WORK INSTRUCTION: How many lines of the data hold the word "camouflage"? State the number and nothing else.

RECORDS SHOWN:

..............................

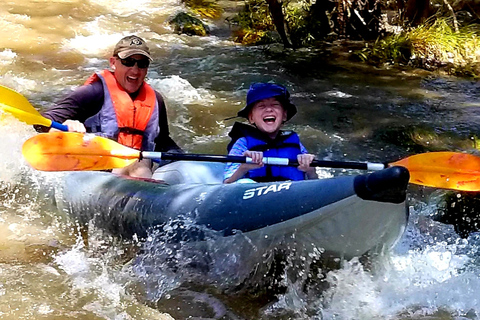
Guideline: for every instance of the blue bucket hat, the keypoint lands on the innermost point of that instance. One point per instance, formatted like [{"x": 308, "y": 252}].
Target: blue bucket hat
[{"x": 260, "y": 91}]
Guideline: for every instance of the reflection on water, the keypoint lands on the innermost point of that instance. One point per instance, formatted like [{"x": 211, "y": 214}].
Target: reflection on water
[{"x": 49, "y": 268}]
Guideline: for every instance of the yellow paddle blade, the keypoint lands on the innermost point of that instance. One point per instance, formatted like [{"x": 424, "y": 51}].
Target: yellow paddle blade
[
  {"x": 71, "y": 151},
  {"x": 446, "y": 170},
  {"x": 16, "y": 104}
]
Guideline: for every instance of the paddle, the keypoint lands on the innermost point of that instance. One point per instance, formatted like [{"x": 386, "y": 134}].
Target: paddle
[
  {"x": 16, "y": 104},
  {"x": 60, "y": 151}
]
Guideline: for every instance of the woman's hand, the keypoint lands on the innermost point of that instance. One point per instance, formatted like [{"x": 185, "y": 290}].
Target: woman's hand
[{"x": 73, "y": 126}]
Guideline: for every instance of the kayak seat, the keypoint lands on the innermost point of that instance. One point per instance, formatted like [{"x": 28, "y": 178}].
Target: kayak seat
[{"x": 190, "y": 172}]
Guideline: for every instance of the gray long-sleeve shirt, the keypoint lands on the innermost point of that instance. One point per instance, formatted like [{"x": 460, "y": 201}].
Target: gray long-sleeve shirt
[{"x": 86, "y": 101}]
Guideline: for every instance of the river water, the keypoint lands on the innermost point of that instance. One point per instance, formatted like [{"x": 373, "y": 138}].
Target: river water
[{"x": 347, "y": 111}]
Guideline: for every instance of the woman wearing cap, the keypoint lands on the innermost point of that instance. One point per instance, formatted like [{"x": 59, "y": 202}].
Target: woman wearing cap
[
  {"x": 120, "y": 105},
  {"x": 268, "y": 108}
]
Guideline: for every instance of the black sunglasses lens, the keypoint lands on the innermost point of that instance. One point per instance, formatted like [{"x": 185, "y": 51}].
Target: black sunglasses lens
[
  {"x": 130, "y": 62},
  {"x": 142, "y": 64}
]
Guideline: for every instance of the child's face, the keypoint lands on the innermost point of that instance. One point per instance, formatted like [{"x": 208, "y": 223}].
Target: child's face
[{"x": 268, "y": 115}]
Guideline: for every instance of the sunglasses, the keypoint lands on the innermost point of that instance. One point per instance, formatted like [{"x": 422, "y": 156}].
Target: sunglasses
[{"x": 130, "y": 62}]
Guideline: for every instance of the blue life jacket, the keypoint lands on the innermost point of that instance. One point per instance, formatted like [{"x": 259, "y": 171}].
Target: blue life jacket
[{"x": 285, "y": 145}]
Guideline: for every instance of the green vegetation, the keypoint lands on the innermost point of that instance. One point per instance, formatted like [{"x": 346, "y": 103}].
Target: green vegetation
[
  {"x": 434, "y": 45},
  {"x": 254, "y": 24}
]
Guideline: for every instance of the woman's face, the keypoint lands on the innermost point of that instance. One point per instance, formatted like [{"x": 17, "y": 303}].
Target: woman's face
[{"x": 268, "y": 115}]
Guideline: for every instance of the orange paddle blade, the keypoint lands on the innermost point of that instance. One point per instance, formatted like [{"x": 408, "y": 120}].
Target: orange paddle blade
[
  {"x": 447, "y": 170},
  {"x": 16, "y": 104},
  {"x": 70, "y": 151}
]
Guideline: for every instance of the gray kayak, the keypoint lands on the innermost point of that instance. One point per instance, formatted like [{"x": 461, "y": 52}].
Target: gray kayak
[{"x": 346, "y": 216}]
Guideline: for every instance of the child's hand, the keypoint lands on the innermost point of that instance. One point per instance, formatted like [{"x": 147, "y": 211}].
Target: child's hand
[
  {"x": 304, "y": 161},
  {"x": 257, "y": 160},
  {"x": 73, "y": 126}
]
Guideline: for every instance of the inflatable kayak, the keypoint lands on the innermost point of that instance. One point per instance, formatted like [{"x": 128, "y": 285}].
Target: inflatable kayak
[{"x": 347, "y": 216}]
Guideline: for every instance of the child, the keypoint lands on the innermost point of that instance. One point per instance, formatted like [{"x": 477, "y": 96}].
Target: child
[{"x": 268, "y": 108}]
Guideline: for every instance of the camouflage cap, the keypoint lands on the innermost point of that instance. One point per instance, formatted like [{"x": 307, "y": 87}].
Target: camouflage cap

..............................

THE ANSWER: 2